- COMPLETE THE FOLLOWING -
a. Please reproduce the part of the climate change post starting at "I'm also trying" and ending at "on climate change.", word for word.
b. Extend the climate change post past its final sentence.

══ PROVIDED PASSAGE ══

The Guardian is making climate change its main story for the next week. The editor is leaving and he is trying to make sure that before he goes the paper has done its upmost to tell everyone how important climate change is. It does look as if governments are taking no notice but as Naomi Klein states we can all try and make a difference.
The following is from the Guardian article on Anthony Gormley's contribution.
I'm also trying to make my own response, if anything is a vital subject matter today, raising awareness of climate change is.
Full text on Gormley from 'The Guardian'
Connection: Anthony Gormley
A work
by the artist Antony Gormley has been shown for the first time in the Guardian as the newspaper
published an extract on Friday from Naomi Klein’s book on climate change.
The
piece, called Connection, shows a disturbing silhouette of a giant body against
a deep glow which could be manmade or natural. Both the body and the landscape
appear to be equally toxic, raising questions of how humanity is impacting the
planet through climate change.
“It’s
very important that the image is not a didactic one,” said Gormley of the work,
made with aniline dye on paper.
“Hopefully
it gives you an opportunity to put yourself in the place offered by this
silhouette and to think about your connection to and dependence on the context
in which we find ourselves... the most important being the elemental world that
we have managed for the first time ever, for any species, to have
destabilised.”
The
image will wrap around Saturday’s printed copy of the Guardian and be handed
out at a climate change
protest march through central London.
Gormley
was minded to share the image because of the concerns he shares with the
marchers about the irreparable damage we are doing to the planet. “We are sleepwalking
into a massive human disaster.”
He said
he despaired of politicians who thought no further forward than the next five
years – “they are just not capable of long-term thinking.” Gormley has also
shared an art work with the Guardian not seen in public before, called Evening
IV, made with carbon, casein and Indian ink on paper. It accompanies the
extract from Klein’s book, This Changes
Everything – Capitalism vs Climate.

═══
══ RAW DATA ══

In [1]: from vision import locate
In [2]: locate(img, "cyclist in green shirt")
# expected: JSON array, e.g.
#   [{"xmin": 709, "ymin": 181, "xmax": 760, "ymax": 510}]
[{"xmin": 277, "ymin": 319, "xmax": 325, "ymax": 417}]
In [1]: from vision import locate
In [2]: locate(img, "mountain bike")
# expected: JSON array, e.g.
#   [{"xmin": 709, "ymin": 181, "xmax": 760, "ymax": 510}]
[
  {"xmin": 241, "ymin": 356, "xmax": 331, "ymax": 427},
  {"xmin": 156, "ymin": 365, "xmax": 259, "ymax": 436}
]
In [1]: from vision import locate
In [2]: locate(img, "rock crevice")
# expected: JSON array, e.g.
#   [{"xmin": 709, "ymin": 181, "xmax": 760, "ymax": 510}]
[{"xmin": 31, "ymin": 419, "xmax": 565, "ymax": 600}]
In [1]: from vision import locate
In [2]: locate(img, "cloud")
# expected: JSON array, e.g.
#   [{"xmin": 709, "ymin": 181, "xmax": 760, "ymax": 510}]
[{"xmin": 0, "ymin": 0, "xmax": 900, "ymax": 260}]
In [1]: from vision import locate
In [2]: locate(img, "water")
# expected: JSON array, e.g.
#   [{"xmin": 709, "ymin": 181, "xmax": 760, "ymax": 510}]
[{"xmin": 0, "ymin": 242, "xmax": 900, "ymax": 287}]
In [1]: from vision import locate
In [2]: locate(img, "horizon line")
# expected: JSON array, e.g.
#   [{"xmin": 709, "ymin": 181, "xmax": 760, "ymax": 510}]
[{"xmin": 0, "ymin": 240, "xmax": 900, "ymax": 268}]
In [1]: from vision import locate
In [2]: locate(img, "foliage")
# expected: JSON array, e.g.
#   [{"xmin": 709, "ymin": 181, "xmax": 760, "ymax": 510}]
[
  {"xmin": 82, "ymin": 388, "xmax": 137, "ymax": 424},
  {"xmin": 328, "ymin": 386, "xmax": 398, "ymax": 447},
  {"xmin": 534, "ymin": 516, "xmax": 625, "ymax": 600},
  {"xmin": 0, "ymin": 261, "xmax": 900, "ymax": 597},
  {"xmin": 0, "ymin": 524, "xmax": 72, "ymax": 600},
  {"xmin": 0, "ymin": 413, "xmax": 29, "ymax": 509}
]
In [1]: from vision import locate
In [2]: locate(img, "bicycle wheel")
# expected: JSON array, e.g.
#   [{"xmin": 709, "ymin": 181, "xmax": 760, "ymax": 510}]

═══

- ANSWERS BY TASK -
a.
I'm also trying to make my own response, if anything is a vital subject matter today, raising awareness of climate change is.
Full text on Gormley from 'The Guardian'
Connection: Anthony Gormley
A work
by the artist Antony Gormley has been shown for the first time in the Guardian as the newspaper
published an extract on Friday from Naomi Klein’s book on climate change.

b.
Evening IV by Antony Gormley
Naomi Klein’s book argues that capitalism is ill-suited to handle the
challenge that global warming presents – and that tackling climate change can also
address inequality in society.
Gormley
agrees. “If the division between rich and poor is already chronic and very
consciously in people’s minds now, then the division between those who are
banished from their homes because of rising sea levels and temperatures will be
a hell of a lot more painful.
“As
Naomi Klein has ceaselessly pointed out, we have to make politicians take
notice.
“Short
termism is the way capitalism works and the way politicians work and capitalism
is not going to solve this. We have to find another form of defining value that
is not market value.
“Nobody
wants to face the truth that actually air, water, sunlight are resources that
are certainly not free.”
Gormley
has made previous work which explores questions around climate change, not
least Another Place
which consists of 100 cast iron sculptures of Gormley’s own body on Crosby
beach, looking out at the water from the mouth of the Mersey to the River Alt.
The
figures ask questions around humanity’s relationship with nature, whether we
are a toxic body and whether we can live sustainably.
“Can we change what looks like Armageddon into
a real go to find global governance that will allow human beings to work with
the forces of nature in a sustainable way?”